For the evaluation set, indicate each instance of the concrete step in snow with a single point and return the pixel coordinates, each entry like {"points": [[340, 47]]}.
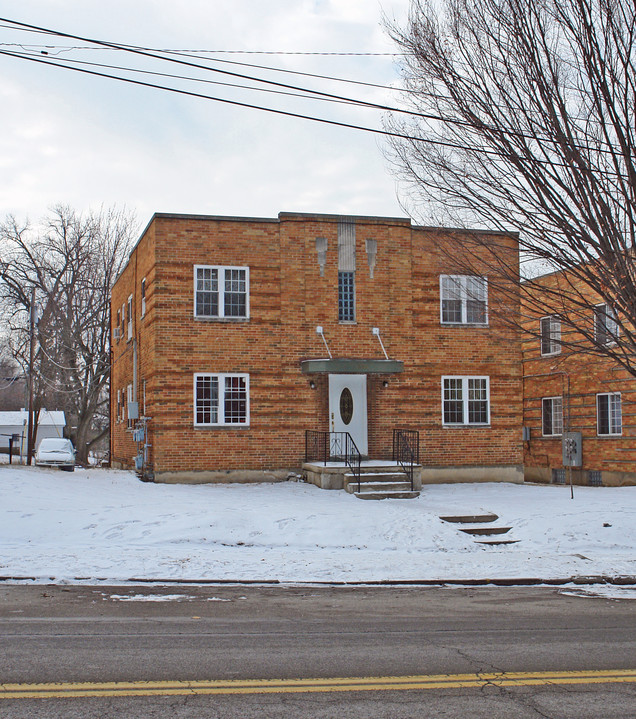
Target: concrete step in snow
{"points": [[380, 485], [482, 531], [407, 494], [379, 480], [471, 518]]}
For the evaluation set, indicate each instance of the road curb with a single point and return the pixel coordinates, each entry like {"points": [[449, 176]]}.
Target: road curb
{"points": [[620, 580]]}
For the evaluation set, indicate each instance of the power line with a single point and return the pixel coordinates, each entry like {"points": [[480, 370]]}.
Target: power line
{"points": [[194, 79], [319, 94], [276, 111], [68, 48]]}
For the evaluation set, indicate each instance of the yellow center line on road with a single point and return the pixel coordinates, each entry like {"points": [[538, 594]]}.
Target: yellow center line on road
{"points": [[296, 686]]}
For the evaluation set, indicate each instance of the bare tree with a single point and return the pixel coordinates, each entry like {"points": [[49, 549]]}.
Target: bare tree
{"points": [[72, 261], [524, 118]]}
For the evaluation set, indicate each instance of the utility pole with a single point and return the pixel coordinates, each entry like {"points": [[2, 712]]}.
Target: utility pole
{"points": [[30, 432]]}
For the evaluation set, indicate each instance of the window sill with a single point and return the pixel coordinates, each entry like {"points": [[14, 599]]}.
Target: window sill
{"points": [[222, 320], [221, 426], [464, 324], [466, 426]]}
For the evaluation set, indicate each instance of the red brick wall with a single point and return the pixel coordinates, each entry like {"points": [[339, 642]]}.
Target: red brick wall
{"points": [[288, 299], [578, 376]]}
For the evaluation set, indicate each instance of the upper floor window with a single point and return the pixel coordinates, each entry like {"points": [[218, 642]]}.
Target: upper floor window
{"points": [[221, 399], [605, 324], [129, 317], [550, 335], [552, 416], [609, 418], [143, 297], [346, 297], [464, 300], [465, 400], [221, 292]]}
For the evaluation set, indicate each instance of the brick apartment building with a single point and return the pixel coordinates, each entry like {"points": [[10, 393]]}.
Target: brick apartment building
{"points": [[232, 336], [567, 388]]}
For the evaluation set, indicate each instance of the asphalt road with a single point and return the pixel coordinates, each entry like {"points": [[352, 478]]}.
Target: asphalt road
{"points": [[300, 652]]}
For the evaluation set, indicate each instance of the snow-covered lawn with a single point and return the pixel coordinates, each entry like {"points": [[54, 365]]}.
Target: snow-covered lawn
{"points": [[105, 524]]}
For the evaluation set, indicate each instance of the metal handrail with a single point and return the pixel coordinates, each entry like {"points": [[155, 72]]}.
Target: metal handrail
{"points": [[333, 446], [406, 450]]}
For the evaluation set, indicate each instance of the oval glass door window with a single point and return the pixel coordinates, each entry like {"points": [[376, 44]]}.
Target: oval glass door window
{"points": [[346, 405]]}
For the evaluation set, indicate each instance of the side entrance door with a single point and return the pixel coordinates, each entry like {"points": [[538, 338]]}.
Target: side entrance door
{"points": [[348, 407]]}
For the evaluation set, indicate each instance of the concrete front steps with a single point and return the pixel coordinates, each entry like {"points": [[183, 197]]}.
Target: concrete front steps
{"points": [[380, 485], [380, 479]]}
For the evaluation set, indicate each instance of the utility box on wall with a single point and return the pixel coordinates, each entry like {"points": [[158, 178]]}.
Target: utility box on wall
{"points": [[572, 444]]}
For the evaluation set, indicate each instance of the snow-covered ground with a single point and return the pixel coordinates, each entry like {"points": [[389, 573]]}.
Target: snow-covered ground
{"points": [[102, 524]]}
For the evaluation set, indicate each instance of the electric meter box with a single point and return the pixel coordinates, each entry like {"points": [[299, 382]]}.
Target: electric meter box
{"points": [[572, 444]]}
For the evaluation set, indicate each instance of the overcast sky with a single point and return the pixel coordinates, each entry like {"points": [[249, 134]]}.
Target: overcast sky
{"points": [[90, 141]]}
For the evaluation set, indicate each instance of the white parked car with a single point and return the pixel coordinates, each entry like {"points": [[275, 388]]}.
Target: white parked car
{"points": [[56, 452]]}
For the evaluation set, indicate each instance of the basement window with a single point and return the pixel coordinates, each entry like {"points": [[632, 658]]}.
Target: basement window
{"points": [[221, 400], [552, 416], [609, 420]]}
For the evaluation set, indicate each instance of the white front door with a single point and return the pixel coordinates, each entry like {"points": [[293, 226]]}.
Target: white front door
{"points": [[348, 407]]}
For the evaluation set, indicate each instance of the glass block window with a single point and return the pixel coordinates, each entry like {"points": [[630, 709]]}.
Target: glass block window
{"points": [[221, 292], [465, 400], [550, 335], [346, 297], [605, 325], [143, 297], [609, 418], [552, 416], [464, 300], [129, 316], [221, 399]]}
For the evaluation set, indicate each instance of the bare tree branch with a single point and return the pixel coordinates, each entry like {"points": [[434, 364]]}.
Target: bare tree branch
{"points": [[540, 95], [72, 260]]}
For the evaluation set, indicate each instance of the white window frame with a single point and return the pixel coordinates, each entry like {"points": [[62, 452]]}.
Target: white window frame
{"points": [[221, 399], [221, 270], [462, 282], [553, 424], [611, 419], [143, 296], [466, 400], [554, 339], [611, 328], [129, 317]]}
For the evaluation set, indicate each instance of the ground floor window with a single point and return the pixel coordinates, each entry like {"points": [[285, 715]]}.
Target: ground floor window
{"points": [[552, 416], [465, 400], [608, 413], [221, 399]]}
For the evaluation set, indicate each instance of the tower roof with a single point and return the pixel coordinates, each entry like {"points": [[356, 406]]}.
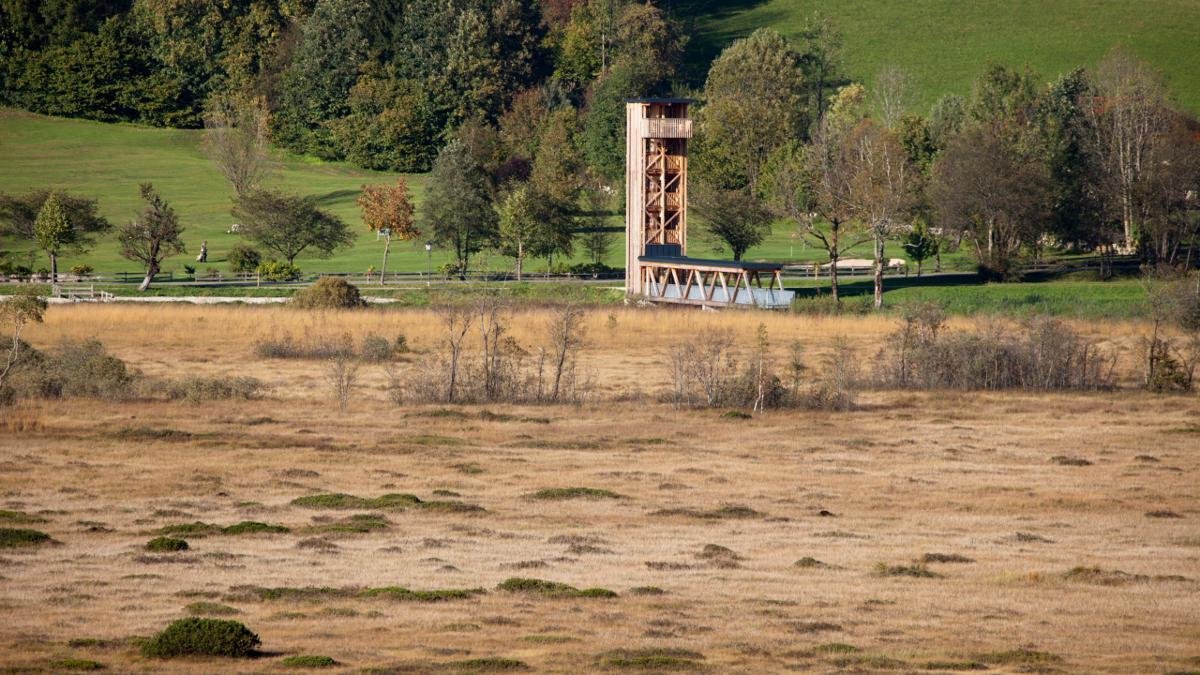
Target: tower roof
{"points": [[659, 100]]}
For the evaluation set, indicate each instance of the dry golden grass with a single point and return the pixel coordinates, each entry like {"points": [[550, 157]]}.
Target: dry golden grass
{"points": [[905, 476]]}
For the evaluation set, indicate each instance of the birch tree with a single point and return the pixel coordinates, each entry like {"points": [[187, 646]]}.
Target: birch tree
{"points": [[1129, 109]]}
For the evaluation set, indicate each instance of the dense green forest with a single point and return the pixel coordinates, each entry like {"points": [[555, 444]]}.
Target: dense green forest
{"points": [[515, 109]]}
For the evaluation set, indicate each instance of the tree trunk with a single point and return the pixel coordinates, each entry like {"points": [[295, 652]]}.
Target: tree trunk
{"points": [[833, 263], [151, 269], [879, 270], [383, 268]]}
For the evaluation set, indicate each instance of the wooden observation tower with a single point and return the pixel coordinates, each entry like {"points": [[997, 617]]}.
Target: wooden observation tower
{"points": [[657, 263]]}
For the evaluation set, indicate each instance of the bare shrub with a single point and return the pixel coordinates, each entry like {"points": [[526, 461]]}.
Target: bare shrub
{"points": [[711, 371], [197, 389], [479, 362], [329, 293], [565, 341], [1039, 353], [75, 369], [1173, 348], [838, 382], [342, 376], [312, 346]]}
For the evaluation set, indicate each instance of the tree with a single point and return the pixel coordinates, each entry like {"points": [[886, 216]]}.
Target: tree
{"points": [[736, 219], [16, 314], [457, 204], [52, 231], [821, 60], [946, 119], [921, 244], [237, 138], [879, 187], [1128, 111], [288, 225], [892, 94], [388, 210], [154, 237], [648, 45], [755, 97], [517, 225], [815, 186], [985, 190], [316, 87], [1169, 195], [73, 227]]}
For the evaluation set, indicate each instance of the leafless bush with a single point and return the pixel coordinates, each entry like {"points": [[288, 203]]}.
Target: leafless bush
{"points": [[1173, 348], [312, 346], [479, 362], [342, 376], [565, 341], [1039, 353], [709, 371], [837, 384]]}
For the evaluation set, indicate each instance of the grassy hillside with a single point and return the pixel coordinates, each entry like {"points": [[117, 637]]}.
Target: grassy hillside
{"points": [[945, 43], [107, 162]]}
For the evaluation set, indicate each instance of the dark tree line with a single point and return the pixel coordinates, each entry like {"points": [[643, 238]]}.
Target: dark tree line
{"points": [[1097, 160]]}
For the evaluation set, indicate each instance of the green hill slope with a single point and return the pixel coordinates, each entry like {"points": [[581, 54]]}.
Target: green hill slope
{"points": [[946, 43], [108, 161]]}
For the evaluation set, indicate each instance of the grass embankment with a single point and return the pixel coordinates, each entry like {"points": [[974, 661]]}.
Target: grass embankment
{"points": [[107, 162], [959, 294]]}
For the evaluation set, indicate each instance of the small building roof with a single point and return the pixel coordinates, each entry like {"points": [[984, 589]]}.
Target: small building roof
{"points": [[683, 261]]}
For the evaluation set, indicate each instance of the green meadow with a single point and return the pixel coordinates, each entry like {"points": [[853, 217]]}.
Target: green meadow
{"points": [[946, 43]]}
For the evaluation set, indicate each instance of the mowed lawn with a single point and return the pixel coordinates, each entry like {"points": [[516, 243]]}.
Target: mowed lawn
{"points": [[946, 43], [108, 161]]}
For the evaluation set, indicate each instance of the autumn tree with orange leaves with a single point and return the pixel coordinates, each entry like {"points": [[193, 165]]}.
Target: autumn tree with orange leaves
{"points": [[388, 210]]}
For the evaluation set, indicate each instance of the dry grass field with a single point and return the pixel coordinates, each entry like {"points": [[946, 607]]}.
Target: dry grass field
{"points": [[921, 532]]}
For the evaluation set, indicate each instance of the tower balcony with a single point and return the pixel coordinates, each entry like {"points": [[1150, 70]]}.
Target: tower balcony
{"points": [[666, 127]]}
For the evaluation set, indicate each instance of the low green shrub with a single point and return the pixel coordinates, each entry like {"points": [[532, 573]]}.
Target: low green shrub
{"points": [[244, 258], [916, 569], [19, 517], [487, 664], [652, 658], [202, 637], [211, 609], [357, 524], [307, 661], [406, 595], [166, 544], [78, 664], [253, 527], [19, 537], [575, 494], [551, 589], [276, 270], [329, 293], [190, 530], [343, 501]]}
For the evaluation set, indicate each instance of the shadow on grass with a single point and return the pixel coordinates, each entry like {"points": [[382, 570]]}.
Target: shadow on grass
{"points": [[856, 286]]}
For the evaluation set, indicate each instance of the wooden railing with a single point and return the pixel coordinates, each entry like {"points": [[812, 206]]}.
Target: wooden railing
{"points": [[667, 127]]}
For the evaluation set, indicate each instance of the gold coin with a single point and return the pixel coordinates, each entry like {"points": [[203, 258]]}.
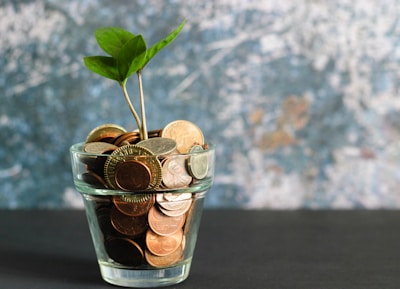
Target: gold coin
{"points": [[164, 225], [159, 145], [132, 153], [105, 132], [185, 133], [174, 174], [198, 162], [163, 245]]}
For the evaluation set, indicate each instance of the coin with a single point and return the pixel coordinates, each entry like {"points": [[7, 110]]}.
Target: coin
{"points": [[128, 225], [174, 174], [159, 145], [185, 133], [105, 132], [124, 251], [164, 225], [134, 205], [132, 152], [163, 245], [132, 175], [198, 162], [164, 261]]}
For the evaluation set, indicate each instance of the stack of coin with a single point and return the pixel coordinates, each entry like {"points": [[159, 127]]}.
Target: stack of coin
{"points": [[148, 227], [145, 229]]}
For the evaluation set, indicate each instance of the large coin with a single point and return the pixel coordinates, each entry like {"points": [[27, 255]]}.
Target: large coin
{"points": [[128, 225], [137, 153], [134, 205], [174, 174], [105, 133], [164, 261], [164, 225], [163, 245], [132, 175], [159, 145], [124, 251], [185, 133], [198, 162]]}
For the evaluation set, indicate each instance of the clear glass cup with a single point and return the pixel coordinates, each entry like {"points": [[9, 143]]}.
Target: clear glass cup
{"points": [[144, 237]]}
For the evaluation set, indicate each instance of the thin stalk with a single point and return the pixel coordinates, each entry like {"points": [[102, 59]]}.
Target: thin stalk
{"points": [[142, 110], [135, 115]]}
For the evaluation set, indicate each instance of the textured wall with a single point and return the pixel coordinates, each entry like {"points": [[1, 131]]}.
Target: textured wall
{"points": [[301, 97]]}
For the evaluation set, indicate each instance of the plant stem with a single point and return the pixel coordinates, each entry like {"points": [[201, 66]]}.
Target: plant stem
{"points": [[135, 115], [142, 110]]}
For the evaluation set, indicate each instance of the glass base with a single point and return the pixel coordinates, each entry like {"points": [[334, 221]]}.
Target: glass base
{"points": [[145, 278]]}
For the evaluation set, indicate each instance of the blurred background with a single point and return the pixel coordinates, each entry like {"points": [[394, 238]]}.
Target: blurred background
{"points": [[301, 97]]}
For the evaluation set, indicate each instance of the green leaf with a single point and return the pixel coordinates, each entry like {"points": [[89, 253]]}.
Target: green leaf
{"points": [[103, 65], [131, 56], [112, 39], [163, 43]]}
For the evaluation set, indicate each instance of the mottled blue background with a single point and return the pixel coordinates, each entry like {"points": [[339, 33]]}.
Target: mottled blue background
{"points": [[301, 97]]}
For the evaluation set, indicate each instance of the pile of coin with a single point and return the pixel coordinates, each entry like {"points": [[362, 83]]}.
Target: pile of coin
{"points": [[145, 229], [169, 158], [148, 227]]}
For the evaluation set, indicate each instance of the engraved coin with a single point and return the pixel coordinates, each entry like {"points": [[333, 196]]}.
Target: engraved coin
{"points": [[164, 225], [198, 162], [163, 245], [134, 205], [132, 175], [124, 251], [128, 225], [174, 174], [132, 152], [164, 261], [105, 132], [159, 145], [185, 133]]}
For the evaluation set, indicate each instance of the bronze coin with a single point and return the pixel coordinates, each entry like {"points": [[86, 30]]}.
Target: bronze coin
{"points": [[132, 175], [164, 261], [164, 225], [134, 205], [128, 225], [124, 251], [185, 133], [163, 245]]}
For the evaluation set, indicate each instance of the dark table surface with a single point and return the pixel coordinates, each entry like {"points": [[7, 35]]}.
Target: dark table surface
{"points": [[235, 249]]}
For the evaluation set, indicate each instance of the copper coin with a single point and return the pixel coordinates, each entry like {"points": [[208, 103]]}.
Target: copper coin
{"points": [[105, 132], [164, 225], [128, 153], [163, 245], [164, 261], [132, 175], [185, 133], [134, 205], [174, 174], [124, 251], [128, 225]]}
◇ ◇ ◇ ◇ ◇
→ **WHAT IS REQUIRED**
Begin with the line that contains "For the evaluation set, indicate each instance of the bronze" and quote each line after it exactly, stopping after the last line of the data.

→ **COMPLETED TASK**
For the evaluation set, indicate each instance of the bronze coin with a single point and return the pixel coordinates, each entry like {"points": [[86, 30]]}.
Target: bronze coin
{"points": [[132, 175], [164, 261], [164, 225], [134, 205], [128, 225], [124, 251], [185, 133], [163, 245]]}
For the evaluation set, indicate each instance of the dark table surface with a single point and return the pixel coordinates, each entry like {"points": [[7, 35]]}.
Target: dark table surface
{"points": [[235, 249]]}
For the evaluation set, indicate each instance of the copper coin with a single point and return the pixel coordinates, each entry like {"points": [[208, 103]]}.
Target: copper coin
{"points": [[105, 132], [164, 225], [128, 153], [163, 245], [164, 261], [132, 175], [185, 133], [134, 205], [174, 174], [124, 251], [128, 225]]}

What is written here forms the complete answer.